_PROBLEM TO SOLVE:_ Among the lines below, output only those between the line holding "out the distant" and the line holding "the tree branch", inclusive, exactly as written and with no pictures.
******************************
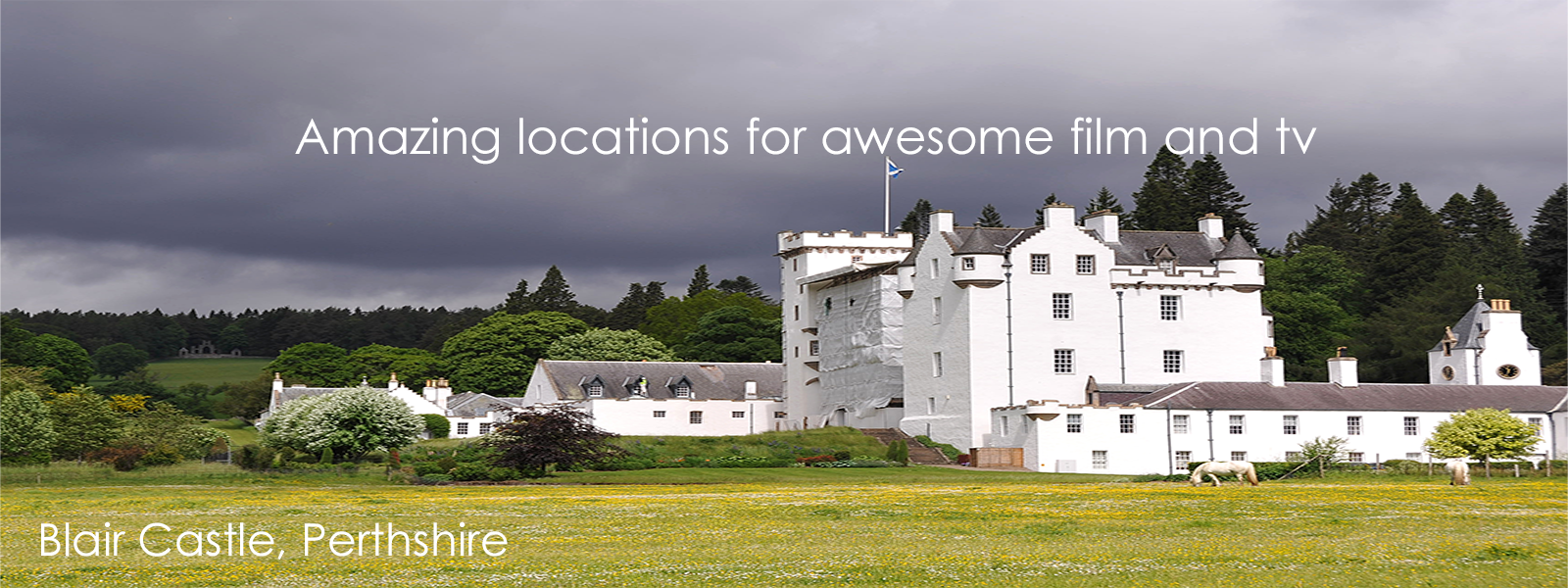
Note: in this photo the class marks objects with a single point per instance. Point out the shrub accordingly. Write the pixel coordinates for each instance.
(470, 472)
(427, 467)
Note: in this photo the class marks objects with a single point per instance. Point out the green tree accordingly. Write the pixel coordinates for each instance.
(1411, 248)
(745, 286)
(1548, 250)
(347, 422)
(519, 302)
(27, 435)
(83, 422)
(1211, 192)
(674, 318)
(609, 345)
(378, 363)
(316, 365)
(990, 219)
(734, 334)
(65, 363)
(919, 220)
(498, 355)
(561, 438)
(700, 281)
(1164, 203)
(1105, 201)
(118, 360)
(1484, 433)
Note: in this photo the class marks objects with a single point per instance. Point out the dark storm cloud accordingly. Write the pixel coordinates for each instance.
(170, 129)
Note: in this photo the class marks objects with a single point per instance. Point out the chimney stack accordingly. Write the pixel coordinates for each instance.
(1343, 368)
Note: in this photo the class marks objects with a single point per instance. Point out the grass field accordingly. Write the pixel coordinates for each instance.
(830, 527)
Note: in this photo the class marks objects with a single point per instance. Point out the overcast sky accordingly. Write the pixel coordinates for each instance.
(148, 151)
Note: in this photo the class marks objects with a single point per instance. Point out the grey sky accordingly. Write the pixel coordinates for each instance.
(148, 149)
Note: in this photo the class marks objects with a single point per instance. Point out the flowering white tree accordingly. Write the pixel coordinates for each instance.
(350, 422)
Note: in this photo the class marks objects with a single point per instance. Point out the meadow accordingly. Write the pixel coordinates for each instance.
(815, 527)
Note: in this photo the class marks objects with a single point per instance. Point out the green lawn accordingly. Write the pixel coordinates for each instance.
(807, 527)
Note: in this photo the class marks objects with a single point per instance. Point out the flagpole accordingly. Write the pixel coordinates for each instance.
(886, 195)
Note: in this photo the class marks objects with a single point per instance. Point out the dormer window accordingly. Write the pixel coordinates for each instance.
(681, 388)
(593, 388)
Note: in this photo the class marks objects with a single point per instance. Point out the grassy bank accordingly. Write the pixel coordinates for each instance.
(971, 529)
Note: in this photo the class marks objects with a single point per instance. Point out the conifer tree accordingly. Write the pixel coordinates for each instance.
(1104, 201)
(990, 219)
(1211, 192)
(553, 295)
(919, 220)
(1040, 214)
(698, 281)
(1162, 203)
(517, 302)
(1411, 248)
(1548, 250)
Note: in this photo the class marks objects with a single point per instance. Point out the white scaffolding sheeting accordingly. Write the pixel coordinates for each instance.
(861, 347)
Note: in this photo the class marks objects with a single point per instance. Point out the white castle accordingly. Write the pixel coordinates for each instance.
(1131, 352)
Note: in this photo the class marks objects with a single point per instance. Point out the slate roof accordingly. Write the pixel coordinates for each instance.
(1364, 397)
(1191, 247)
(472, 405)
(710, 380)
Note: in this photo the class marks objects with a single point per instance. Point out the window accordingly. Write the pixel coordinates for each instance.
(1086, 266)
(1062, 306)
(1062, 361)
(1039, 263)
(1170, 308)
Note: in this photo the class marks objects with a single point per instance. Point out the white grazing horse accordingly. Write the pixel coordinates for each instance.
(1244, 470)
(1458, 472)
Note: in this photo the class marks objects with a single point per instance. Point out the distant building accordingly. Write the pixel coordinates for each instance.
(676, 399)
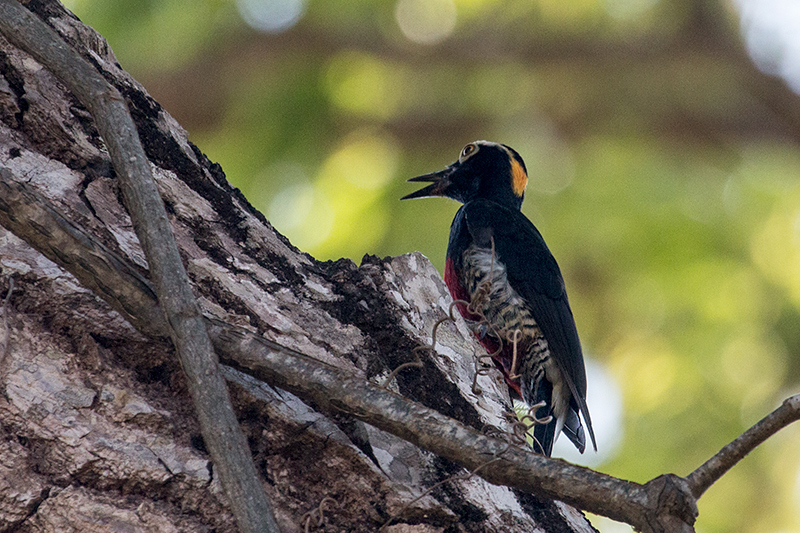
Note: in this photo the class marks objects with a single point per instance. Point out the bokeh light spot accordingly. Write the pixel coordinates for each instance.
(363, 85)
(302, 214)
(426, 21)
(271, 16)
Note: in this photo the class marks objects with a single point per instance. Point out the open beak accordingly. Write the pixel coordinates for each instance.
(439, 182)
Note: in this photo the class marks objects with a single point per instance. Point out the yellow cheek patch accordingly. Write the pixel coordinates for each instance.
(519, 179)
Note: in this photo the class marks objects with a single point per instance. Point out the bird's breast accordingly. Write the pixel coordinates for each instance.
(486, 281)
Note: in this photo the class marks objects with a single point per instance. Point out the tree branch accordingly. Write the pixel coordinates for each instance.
******************************
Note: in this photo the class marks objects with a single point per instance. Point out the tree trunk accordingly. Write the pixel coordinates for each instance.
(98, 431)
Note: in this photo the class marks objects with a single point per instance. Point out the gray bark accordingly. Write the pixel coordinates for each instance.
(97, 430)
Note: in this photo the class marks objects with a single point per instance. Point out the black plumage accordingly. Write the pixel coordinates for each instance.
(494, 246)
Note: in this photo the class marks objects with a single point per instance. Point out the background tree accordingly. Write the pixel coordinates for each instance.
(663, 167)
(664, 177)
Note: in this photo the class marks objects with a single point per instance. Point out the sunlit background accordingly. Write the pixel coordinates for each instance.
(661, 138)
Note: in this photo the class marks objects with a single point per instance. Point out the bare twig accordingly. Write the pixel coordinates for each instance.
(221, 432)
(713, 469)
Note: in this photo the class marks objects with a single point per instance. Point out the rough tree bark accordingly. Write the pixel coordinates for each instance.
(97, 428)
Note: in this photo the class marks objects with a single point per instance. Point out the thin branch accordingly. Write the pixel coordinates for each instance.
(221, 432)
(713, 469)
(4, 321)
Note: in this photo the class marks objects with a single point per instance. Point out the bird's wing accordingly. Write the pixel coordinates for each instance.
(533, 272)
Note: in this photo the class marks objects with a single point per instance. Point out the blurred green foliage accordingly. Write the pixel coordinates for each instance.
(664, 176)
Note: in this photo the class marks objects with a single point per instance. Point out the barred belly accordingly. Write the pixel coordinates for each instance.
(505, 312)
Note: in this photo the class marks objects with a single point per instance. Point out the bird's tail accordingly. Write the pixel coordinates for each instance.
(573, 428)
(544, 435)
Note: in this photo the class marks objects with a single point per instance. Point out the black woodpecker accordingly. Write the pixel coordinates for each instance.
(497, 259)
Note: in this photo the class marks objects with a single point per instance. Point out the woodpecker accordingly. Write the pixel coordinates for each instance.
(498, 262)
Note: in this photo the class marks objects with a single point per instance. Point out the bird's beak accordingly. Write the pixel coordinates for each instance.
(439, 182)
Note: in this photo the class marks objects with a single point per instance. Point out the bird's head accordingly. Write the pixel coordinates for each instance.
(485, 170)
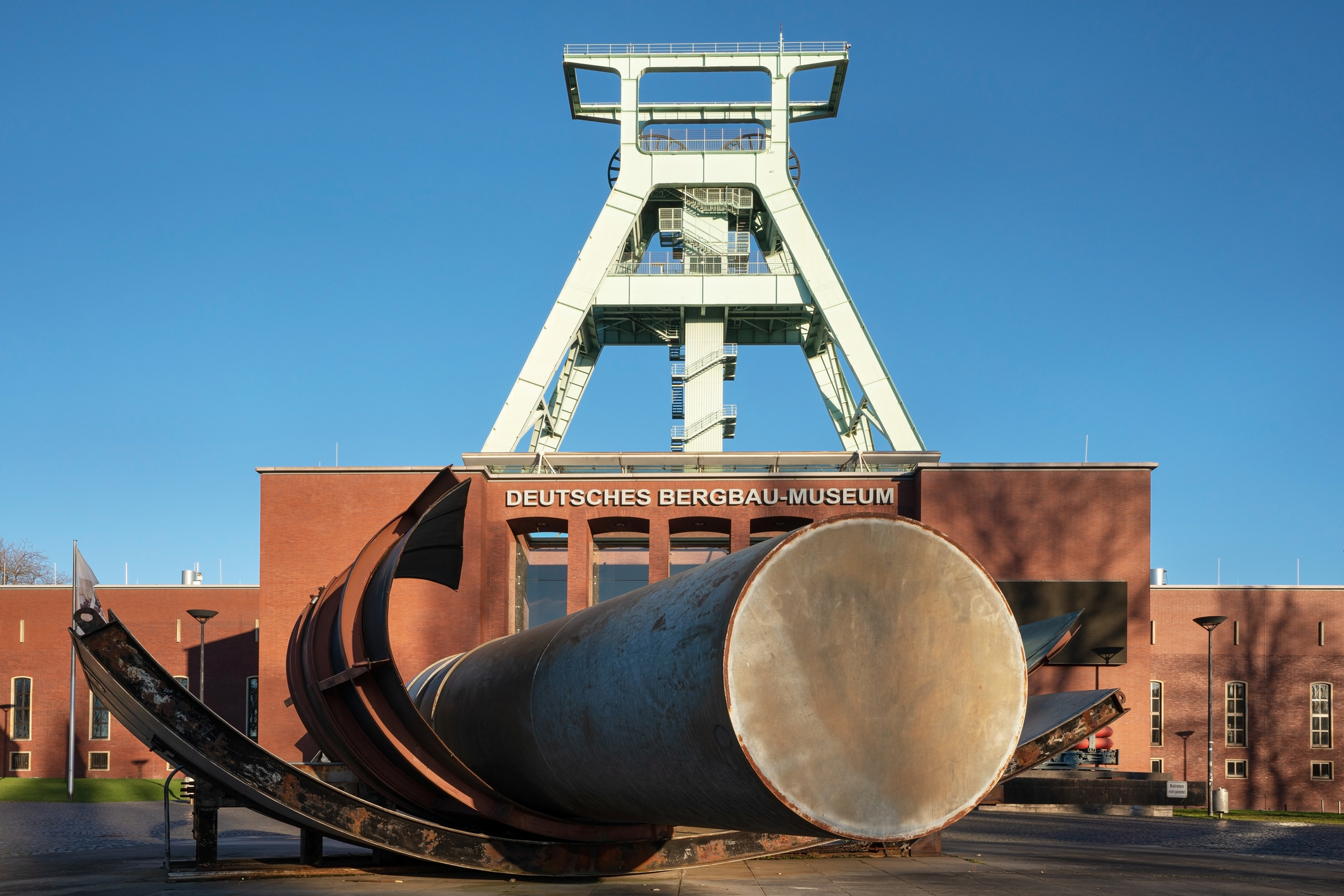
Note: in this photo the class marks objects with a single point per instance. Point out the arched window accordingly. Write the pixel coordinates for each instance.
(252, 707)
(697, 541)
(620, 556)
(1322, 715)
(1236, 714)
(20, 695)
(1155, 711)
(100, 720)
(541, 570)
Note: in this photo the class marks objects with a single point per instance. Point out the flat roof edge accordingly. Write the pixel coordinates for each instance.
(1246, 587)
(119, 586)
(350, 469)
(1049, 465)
******************************
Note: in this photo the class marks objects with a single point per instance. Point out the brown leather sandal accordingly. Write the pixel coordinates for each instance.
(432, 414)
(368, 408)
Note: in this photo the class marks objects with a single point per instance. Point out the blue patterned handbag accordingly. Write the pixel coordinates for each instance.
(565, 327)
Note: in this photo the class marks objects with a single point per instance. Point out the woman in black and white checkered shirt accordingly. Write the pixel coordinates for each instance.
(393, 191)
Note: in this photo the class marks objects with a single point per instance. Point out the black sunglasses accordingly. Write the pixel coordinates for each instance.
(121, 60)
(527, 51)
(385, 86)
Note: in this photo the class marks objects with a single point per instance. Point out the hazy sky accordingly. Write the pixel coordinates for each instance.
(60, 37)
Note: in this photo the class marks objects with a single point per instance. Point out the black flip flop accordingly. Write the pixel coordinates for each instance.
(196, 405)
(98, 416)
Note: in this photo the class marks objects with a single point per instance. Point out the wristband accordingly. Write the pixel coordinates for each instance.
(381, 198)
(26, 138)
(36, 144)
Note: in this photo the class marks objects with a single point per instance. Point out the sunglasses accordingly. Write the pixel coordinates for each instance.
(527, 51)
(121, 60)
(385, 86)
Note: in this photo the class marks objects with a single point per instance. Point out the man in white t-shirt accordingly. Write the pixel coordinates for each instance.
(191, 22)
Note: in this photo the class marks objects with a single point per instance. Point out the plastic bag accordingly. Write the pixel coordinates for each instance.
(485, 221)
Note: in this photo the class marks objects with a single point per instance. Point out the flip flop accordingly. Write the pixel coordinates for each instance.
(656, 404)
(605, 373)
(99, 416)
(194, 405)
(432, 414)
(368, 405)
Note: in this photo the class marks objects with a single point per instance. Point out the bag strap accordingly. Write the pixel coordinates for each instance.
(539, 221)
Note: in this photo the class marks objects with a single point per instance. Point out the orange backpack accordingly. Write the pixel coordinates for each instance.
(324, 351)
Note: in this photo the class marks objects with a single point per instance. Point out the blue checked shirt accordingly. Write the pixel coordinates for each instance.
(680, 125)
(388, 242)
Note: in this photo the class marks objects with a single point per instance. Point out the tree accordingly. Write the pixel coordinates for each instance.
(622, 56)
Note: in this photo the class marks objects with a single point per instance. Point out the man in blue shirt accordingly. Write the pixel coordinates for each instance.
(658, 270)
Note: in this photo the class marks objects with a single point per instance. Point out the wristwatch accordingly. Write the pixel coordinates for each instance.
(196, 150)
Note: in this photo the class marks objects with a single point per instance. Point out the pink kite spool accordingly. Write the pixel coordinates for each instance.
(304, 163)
******************************
_EXERCISE ANSWER:_
Note: in this photo the class marks objects with a single point per instance. Point out the distant building accordingly. Write the pixel coordinates for each instance.
(676, 399)
Note: in this photo the class marks objects with a single point per instance. Point out the bokeh light spot accordingly. Write the pixel coordinates for each instance.
(363, 85)
(302, 214)
(426, 21)
(271, 16)
Note: in this photo the class marks objects with a single point per instance. Point out the open beak accordingly. Write the pixel coordinates for each instance.
(439, 182)
Note: in this photo the class marks objects with a single point per instance. Point out the yellow cheek patch accordingly. Write the pixel coordinates for each instance.
(519, 179)
Note: in this photo the class marks objects with a single point per instance. Point out the bird's breast accordingly. Write the pixel coordinates for each instance.
(486, 281)
Note: in this photo the class marks objects with a single point per instance. Point out the tree branch accordingly. Write the pixel coordinates for each instance.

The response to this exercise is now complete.